### THE TASK
Can you put every line of the records below into a JSON list of strings, one string per line, with blank lines left out?

### Extracted records
-- -- --
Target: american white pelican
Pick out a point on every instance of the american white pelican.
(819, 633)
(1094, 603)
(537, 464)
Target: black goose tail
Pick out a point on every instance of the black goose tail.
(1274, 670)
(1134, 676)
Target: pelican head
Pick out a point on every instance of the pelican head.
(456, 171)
-- -- --
### EXPECTED OUTPUT
[
  "Target: american white pelican",
  "Pick out a point on every instance of the american white pelican.",
  "(819, 633)",
  "(1094, 603)",
  "(537, 464)",
  "Target: black goose tail",
  "Pick out a point on every instance of the black goose tail.",
  "(1274, 670)",
  "(1134, 676)",
  "Target: pelican head",
  "Pick out a point on every instance of the pelican head.",
  "(456, 171)"
]